=== Problem to work on ===
Find each line in the items below that contains the word "water", and copy those lines out.

Rows from a pointing dataset:
----
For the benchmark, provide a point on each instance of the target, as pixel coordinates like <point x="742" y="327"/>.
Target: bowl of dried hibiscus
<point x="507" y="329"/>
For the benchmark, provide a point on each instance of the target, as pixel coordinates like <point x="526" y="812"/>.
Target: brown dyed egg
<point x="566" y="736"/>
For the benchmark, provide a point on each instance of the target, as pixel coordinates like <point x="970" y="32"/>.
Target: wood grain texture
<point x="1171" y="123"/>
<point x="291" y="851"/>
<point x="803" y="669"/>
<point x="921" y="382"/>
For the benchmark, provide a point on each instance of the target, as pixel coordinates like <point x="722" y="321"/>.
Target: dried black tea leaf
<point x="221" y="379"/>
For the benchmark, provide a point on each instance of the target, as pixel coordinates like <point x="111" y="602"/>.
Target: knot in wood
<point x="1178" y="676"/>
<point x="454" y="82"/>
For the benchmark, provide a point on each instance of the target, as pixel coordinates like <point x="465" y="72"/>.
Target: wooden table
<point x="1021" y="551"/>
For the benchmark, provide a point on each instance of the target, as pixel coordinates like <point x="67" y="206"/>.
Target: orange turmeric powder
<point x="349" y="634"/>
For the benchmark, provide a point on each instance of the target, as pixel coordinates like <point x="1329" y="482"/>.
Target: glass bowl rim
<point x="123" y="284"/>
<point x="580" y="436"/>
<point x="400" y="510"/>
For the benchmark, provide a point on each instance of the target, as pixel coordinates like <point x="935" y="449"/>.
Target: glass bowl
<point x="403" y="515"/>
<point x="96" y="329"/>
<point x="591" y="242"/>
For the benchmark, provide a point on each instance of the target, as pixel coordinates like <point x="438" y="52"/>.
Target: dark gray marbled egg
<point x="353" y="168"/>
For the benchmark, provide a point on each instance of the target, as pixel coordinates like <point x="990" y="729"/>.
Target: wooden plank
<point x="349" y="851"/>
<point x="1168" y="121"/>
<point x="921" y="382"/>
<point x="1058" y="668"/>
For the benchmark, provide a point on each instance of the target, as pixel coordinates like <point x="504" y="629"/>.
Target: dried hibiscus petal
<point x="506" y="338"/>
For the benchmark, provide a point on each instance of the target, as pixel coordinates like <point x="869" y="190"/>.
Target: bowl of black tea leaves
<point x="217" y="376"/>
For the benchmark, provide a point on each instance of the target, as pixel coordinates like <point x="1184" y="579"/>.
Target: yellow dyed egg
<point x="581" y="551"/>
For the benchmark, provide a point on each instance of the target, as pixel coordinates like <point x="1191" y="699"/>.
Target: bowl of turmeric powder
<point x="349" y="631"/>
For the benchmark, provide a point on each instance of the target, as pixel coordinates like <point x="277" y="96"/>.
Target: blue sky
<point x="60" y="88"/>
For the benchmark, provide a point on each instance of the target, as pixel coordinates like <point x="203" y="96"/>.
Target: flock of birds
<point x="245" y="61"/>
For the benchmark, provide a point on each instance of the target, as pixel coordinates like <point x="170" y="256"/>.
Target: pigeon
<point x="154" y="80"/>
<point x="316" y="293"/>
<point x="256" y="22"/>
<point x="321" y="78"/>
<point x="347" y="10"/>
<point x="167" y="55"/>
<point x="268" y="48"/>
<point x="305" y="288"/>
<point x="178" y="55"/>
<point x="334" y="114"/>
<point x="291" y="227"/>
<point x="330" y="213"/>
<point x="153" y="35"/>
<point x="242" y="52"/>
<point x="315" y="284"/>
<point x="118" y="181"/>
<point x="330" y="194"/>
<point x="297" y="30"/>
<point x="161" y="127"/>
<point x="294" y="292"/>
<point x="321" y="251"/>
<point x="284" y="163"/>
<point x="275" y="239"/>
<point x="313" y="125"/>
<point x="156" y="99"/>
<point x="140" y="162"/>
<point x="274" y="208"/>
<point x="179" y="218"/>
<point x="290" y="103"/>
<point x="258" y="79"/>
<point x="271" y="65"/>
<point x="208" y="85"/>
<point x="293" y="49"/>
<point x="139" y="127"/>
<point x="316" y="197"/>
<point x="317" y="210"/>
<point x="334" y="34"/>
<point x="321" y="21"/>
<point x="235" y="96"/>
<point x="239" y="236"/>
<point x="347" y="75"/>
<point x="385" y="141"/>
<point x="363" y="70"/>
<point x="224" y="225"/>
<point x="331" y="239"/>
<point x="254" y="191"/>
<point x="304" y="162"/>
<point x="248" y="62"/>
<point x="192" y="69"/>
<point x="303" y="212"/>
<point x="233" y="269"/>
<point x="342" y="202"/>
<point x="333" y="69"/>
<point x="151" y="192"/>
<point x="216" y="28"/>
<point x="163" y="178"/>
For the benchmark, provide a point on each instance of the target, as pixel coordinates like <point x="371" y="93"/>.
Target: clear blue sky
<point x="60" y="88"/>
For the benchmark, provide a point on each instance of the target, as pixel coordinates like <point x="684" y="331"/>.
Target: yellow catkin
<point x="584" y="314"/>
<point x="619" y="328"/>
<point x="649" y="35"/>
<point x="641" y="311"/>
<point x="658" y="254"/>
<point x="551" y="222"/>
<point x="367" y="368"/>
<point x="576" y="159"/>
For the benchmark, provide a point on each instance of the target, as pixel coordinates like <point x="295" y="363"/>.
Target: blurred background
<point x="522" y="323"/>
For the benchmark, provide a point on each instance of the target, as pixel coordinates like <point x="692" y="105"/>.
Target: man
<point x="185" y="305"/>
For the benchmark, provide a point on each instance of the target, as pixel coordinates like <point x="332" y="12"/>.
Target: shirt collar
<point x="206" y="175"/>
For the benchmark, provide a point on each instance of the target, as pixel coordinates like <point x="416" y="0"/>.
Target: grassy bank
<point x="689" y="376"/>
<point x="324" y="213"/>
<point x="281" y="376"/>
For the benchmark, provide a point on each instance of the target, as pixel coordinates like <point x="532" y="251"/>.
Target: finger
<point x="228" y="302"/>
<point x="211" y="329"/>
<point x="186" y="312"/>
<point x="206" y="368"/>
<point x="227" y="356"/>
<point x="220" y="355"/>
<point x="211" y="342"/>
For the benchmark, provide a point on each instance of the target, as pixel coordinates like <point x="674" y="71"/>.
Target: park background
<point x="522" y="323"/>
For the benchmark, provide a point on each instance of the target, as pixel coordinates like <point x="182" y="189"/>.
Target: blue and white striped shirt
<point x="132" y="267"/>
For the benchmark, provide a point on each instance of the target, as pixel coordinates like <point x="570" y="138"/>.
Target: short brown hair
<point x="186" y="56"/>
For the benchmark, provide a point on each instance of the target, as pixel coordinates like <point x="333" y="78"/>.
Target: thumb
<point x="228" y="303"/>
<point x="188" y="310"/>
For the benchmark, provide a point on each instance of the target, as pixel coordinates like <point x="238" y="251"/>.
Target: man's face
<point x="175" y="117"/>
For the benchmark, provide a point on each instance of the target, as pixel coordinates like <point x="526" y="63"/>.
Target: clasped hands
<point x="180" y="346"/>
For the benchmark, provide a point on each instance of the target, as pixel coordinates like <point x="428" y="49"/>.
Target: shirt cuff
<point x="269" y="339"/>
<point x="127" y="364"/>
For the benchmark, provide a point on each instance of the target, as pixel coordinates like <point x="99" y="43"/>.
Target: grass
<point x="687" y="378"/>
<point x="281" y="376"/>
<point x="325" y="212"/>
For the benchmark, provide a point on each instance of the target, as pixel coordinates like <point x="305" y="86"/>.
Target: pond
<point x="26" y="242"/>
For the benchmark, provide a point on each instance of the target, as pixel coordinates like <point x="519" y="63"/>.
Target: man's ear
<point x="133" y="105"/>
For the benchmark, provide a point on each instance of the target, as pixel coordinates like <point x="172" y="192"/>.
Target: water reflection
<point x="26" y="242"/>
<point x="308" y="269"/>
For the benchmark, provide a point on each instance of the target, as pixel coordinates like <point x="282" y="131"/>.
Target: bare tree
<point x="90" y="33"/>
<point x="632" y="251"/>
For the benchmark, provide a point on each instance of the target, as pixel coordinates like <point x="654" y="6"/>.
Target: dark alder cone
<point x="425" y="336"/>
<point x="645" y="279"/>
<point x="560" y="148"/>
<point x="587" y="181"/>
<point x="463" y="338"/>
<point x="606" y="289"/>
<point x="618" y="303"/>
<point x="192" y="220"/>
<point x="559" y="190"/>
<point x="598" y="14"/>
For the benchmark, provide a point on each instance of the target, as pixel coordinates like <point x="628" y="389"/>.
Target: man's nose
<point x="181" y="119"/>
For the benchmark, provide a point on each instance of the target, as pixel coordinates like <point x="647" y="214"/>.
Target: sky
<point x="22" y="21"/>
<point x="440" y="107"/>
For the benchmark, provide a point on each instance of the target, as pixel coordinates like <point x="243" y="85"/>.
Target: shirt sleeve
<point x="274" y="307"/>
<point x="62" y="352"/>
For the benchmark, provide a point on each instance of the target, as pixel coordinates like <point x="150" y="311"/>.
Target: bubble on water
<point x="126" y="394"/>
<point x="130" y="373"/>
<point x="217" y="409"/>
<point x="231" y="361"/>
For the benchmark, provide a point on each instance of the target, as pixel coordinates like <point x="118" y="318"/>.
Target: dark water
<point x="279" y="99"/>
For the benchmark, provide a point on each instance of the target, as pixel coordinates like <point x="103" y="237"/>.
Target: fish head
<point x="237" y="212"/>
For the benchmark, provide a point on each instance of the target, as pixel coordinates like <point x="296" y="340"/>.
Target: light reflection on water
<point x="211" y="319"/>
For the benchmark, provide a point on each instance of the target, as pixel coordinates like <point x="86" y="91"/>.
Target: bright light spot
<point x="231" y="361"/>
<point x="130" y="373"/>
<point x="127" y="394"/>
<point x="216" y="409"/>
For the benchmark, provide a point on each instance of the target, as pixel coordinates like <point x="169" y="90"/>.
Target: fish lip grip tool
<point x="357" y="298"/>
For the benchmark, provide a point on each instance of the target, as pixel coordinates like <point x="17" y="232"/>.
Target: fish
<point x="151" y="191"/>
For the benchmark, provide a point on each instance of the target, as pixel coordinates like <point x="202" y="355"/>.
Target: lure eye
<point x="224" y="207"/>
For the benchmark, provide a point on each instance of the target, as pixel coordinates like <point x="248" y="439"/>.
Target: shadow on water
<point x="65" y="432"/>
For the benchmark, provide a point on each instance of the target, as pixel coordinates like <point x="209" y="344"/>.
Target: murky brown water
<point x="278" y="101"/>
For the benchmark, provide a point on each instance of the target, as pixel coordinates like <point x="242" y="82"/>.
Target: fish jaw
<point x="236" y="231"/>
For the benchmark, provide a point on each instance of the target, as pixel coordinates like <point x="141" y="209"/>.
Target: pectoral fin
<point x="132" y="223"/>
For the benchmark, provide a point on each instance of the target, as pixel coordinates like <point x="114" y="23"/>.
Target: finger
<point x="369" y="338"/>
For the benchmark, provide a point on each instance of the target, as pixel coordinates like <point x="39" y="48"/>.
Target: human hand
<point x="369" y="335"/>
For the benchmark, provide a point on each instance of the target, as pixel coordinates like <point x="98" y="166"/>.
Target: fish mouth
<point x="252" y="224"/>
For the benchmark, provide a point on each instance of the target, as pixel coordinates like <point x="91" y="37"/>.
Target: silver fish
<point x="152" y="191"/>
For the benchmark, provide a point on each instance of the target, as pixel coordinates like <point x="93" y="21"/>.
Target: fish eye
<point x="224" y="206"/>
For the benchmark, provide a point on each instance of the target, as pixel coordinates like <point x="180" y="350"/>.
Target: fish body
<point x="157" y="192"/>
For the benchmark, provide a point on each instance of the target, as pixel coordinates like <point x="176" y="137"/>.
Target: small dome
----
=== Exercise response ===
Target: water reflection
Target: bubble on water
Target: dark water
Target: light reflection on water
Target: shadow on water
Target: murky brown water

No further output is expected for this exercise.